**Travail à faire**
Donnez la suite du récit de la randonnée sous la pluie dans le massif du Garlaban, en reprenant après sa dernière phrase.

Le vent humide de la mer ne tarde pas en effet à nous envoyer la pluie de travers sur la lande désolée, il faut se protéger, il ne fait pas chaud pour un sou. Adieu le graphisme dentelé de la rocaille contre le ciel lavé et la mer bleu foncé. Les gouttes battent des flancs qui gardent encore les séquelles d’incendies ravageurs. L’aridité de ce maigre pelage mouillé de Garlaban, ce n’est pas que la faute des flammes, aussi celle de la cognée, de la gloutonnerie caprine, qui ont délogé le chêne de sa zone de prédilection : reviendront-ils les yeuses et les chênes blancs ? Pas aussi vite que les résineux qui si prestement s’embrasent l’été !



La vaste ville s’est quand même laissée voir, étalée, blafarde, distante, presque miniature dans l’immensité de ces collines. On devinera ND de La Garde, jalon identitaire de l’agglomération tentaculaire. Martine nous avait mis l’eau à la bouche en évoquant le pays des sources cachées, elle n’avait sans doute pas pensé à l’eau du ciel. Du coup Garlaban arborait un visage moins coutumier avec comme des rocs sombres et des crêtes ensevelies si longues à se décaper de leur ouate noire. Pourtant il y eut le teint igné des résidus de bauxite à la tète de Puy Rouge, puis le vert d’un vallon tapissé de nobles pins sous le col de l’Amandier. Par chance le groupe trouva un abri de fortune sous quelques branches basses à l’heure de casser la graine. L’averse eut alors la bonne idée de cesser, laissant un terrain détrempé durablement.

**Lignes fournies**
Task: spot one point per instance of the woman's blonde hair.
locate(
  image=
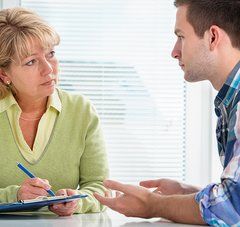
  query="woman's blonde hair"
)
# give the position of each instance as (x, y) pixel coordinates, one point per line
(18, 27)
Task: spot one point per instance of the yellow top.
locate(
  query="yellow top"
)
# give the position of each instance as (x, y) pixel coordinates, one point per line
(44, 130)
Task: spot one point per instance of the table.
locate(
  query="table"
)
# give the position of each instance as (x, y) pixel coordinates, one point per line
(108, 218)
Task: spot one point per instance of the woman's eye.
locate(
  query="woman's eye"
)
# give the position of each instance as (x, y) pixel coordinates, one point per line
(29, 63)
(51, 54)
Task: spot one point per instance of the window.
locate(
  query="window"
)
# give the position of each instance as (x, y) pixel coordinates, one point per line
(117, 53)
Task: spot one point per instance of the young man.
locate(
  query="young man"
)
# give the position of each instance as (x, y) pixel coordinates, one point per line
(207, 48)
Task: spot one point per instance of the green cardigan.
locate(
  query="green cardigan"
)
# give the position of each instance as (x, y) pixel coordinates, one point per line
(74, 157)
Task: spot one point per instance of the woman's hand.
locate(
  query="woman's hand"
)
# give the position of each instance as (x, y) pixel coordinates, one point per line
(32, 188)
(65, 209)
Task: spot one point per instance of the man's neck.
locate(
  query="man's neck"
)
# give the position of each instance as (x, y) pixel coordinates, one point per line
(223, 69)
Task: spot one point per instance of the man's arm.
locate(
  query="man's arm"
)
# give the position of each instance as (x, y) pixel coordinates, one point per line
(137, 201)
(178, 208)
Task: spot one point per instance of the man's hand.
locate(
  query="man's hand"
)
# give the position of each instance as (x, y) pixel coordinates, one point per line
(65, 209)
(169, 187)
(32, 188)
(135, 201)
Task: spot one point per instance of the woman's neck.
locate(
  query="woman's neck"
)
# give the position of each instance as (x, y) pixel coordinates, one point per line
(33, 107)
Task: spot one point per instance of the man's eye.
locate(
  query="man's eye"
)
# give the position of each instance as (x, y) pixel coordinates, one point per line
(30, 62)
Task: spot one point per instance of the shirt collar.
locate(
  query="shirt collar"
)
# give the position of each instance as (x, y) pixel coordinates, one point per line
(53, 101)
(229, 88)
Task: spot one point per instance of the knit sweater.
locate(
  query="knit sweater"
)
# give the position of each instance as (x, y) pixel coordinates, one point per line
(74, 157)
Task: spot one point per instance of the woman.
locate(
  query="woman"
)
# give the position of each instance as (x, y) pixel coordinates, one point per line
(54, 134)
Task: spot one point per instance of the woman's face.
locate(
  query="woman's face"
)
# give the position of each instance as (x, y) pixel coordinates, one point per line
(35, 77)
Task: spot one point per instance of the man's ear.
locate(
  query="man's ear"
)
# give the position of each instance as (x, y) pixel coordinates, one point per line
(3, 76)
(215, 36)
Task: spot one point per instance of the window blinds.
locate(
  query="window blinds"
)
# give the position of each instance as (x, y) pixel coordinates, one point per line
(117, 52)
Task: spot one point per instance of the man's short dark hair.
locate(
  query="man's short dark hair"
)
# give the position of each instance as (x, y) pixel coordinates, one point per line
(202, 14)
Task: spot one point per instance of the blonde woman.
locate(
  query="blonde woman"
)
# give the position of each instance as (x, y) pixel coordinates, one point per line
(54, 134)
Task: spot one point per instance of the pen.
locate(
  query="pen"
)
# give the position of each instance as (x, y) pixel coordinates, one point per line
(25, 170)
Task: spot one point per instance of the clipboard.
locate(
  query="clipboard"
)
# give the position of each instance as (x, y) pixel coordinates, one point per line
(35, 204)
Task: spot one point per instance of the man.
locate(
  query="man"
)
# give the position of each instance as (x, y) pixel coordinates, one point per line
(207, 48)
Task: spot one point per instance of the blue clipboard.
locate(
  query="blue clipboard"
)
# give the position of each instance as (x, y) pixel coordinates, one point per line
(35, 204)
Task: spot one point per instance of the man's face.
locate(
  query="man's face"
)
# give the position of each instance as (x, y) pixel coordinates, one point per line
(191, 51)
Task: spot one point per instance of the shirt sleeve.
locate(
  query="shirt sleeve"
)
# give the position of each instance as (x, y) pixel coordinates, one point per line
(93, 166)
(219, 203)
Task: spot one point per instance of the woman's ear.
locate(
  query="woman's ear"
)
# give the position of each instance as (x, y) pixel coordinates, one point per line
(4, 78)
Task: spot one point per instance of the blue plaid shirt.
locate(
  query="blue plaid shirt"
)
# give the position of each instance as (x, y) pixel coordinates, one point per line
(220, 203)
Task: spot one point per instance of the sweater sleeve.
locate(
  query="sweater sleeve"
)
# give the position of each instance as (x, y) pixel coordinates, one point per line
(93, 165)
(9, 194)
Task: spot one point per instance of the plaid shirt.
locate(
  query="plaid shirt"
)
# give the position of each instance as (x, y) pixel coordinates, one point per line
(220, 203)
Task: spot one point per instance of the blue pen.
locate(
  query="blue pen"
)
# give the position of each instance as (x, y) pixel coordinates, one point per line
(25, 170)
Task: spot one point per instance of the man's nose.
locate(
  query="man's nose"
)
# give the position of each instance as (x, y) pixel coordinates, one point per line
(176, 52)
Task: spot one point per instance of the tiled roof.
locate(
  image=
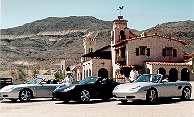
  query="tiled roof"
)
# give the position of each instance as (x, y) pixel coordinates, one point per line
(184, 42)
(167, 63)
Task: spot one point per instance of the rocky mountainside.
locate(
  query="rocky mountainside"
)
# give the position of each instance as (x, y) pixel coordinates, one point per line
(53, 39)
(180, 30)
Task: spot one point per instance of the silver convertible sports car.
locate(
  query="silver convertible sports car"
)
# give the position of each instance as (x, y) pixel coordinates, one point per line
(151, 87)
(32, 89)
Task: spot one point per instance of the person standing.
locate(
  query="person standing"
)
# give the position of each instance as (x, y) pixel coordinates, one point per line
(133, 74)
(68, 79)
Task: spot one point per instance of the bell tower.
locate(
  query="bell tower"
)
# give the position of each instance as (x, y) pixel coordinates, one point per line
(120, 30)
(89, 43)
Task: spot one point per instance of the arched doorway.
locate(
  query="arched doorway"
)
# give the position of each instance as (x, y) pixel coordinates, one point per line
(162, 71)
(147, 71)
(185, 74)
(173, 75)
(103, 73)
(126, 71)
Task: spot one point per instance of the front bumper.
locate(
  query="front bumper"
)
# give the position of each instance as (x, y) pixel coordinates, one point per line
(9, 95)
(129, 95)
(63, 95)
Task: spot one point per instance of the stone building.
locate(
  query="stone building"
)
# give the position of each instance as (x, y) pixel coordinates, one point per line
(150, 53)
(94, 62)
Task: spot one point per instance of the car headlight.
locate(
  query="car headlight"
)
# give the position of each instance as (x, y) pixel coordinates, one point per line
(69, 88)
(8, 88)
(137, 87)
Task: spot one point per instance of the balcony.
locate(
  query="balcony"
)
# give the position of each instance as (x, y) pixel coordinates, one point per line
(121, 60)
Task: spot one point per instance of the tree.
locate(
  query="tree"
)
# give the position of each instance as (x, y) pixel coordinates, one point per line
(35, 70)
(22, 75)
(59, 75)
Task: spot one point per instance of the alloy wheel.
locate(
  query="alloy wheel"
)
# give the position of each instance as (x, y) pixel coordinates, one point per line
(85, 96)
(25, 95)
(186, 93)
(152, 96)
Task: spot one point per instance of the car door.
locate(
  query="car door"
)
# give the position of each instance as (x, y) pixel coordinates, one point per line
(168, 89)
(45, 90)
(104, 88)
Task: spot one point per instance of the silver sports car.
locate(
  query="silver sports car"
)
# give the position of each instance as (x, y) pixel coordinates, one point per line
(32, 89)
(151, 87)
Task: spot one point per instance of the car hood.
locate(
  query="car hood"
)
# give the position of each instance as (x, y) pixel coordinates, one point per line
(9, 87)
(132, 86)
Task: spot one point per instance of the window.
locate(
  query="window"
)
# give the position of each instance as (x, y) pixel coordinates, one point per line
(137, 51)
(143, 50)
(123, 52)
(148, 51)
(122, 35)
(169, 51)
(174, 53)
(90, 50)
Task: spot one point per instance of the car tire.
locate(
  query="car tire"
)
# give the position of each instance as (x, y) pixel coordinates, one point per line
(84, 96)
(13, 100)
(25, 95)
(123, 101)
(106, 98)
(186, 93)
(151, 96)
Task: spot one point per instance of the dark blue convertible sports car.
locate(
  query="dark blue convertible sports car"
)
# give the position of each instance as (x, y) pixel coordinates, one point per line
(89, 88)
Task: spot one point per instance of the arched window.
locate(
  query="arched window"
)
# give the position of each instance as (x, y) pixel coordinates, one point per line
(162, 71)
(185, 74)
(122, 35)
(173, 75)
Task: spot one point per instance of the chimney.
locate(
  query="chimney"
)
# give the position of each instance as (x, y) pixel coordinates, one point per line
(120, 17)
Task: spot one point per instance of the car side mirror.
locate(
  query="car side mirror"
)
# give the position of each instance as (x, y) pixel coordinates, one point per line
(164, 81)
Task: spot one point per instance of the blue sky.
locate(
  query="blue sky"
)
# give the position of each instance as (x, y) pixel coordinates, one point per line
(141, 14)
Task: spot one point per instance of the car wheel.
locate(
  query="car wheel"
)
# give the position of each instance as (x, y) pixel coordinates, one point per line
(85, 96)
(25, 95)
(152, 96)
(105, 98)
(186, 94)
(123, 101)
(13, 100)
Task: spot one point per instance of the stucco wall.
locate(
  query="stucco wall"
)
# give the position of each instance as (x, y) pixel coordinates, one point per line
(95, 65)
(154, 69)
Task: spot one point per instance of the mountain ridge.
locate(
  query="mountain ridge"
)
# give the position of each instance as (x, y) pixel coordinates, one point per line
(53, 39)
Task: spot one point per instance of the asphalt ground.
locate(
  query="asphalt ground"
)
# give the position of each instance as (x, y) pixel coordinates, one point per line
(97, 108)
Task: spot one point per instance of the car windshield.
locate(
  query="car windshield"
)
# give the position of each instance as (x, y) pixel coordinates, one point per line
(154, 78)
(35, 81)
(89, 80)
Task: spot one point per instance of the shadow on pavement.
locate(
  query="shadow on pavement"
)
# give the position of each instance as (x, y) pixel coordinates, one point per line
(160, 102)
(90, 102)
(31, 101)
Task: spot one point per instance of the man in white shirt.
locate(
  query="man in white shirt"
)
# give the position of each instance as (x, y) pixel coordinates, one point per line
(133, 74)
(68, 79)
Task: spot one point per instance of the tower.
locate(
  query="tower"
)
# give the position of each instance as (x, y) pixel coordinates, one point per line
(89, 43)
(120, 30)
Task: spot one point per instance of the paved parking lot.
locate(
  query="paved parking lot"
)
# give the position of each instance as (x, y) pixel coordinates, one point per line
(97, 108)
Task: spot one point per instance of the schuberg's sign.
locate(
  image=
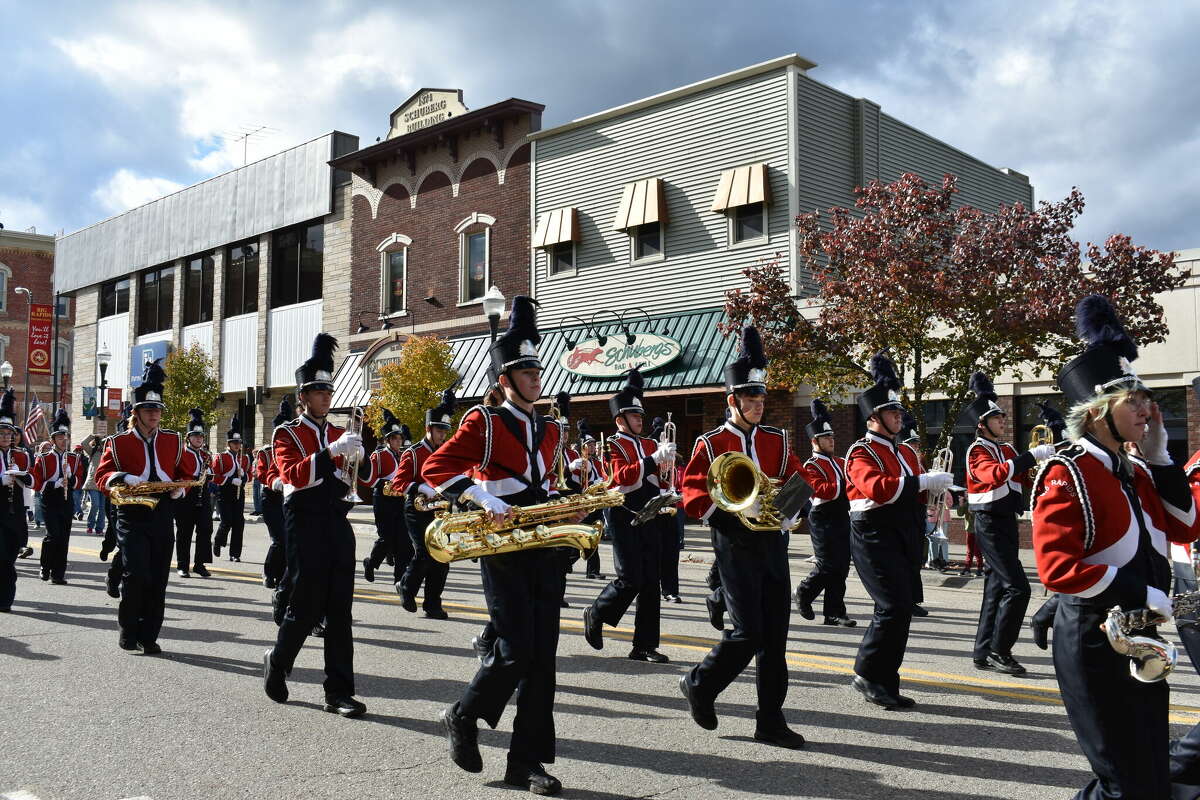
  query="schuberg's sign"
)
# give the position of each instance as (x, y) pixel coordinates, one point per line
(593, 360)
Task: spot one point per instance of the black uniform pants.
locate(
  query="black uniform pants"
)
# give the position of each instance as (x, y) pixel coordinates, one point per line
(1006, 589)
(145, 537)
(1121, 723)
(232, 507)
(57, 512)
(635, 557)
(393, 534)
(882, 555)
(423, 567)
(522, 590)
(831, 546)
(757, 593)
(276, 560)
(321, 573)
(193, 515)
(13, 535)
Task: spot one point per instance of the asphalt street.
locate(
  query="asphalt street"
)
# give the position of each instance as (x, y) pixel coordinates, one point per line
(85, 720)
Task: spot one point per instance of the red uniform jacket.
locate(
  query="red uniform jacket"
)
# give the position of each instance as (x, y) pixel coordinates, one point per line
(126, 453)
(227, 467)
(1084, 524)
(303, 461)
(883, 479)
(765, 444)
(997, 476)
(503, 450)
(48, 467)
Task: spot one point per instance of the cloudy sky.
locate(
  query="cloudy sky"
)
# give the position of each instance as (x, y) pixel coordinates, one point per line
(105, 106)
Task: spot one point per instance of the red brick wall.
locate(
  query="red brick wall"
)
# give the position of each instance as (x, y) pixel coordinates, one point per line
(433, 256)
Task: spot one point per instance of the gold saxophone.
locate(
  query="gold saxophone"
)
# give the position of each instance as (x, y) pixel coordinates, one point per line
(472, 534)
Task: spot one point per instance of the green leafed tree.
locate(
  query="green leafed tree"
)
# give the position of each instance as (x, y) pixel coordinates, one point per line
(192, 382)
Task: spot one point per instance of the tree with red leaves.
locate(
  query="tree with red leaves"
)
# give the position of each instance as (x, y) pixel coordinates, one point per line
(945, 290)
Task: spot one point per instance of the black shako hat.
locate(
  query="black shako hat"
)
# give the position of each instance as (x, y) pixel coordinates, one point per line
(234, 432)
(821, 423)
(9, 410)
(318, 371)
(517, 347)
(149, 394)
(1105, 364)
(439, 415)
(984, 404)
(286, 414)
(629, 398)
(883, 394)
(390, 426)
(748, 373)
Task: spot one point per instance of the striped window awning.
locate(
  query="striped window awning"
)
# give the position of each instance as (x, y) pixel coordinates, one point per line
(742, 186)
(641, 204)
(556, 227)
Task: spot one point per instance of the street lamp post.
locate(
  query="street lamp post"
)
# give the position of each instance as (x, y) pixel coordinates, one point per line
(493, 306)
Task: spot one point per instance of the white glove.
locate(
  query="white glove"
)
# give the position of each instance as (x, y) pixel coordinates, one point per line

**Réponse à l'exercice**
…suivie de pluie avant midi

  Ouf, le retour par les parages de Taoumé allait se dérouler avec des conditions plus clémentes, et c’est en sortant de l’antre sombre (et glissant) de BaumeSourne que nous aurons droit au clin d’œil d’un Phébus vainqueur des résidus poisseux et gris. Le ciel se mettrait-il déjà en place pour demain ? La tournure atmosphérique suffit à redonner toutes les espérances pour un dimanche à la hauteur de ce coin méditerranéen, mistral incrusté ou pas ! La grolle bouillante et fumante circula au-delà du souper, il s’éleva même un joli chœur à la gloire d’un soleil d’Espagne que Jean-Pierre savait nous servir à propos au bon moment. Garlaban ouest était donc au menu dominical. Nous voici en mars déjà. Du côté de chez nous, c’est la randonnée du Salagou, la cavalcade du Pouget, le grand début des sorties interclubs. La saison est longue, on aura le temps de se rattraper. La pluie s’est encore invitée de nuit et nous laisse pour ce matin sous une grisaille tranquille, peu inquiétante, l’éclaircie étant promise pour les heures à venir. 26 km de goudron pour commencer, mais par des voies idéalement calmes, étroites, assez plates. Laissant Gémenos d’un côté, Roquevaire de l’autre, on filera vers Auriol non sans avoir accompli une bouclette pour pointer à deux cols (390 et 325 m, le premier bien trapu dans sa rampe cimentée). Gérard est curieusement à la traîne, il préfèrera rentrer dans l’après-midi à son allure par des voies plus fréquentées des autos que des vététistes, ce qui n’est pas dans ses habitudes.



Vers la Baume Sourne

Le col des Marseillais, sorte d’épouvantail quand on devine la puissante élévation du chemin au départ de La Destrousse, sera avalé sans plus d’appréhension par tous, la coupure repas ayant été judicieusement choisie à la citerne 480, sise déjà à une bonne altitude. La douceur s’installe, presque une tiédeur printanière. La lumière redonne vie aux reliefs de la montagne que nous aperçûmes la veille engloutie et embrumée. On y croit: Ste Victoire et Ste Baume finissent leur dévoilement, le ciel n’est plus gris et blanc mais passe au bleu métallisé (il ne manque plus que les cerisiers blancs et on entendrait Bécaud proclamer le printemps !). Pour fêter ce surgissement de lumière et de lointains, Bernard et moi grimpons fissa au tertre dominant le couloir autoroutier, mais le point culminant sera plus loin, justement sur les hauteurs enfin dégagées de Garlaban. Jacques en profite pour briser sa chaine en pleine descente, incident vite réparé, c’est un récidiviste en la matière ! On va l’appeler le fataliste !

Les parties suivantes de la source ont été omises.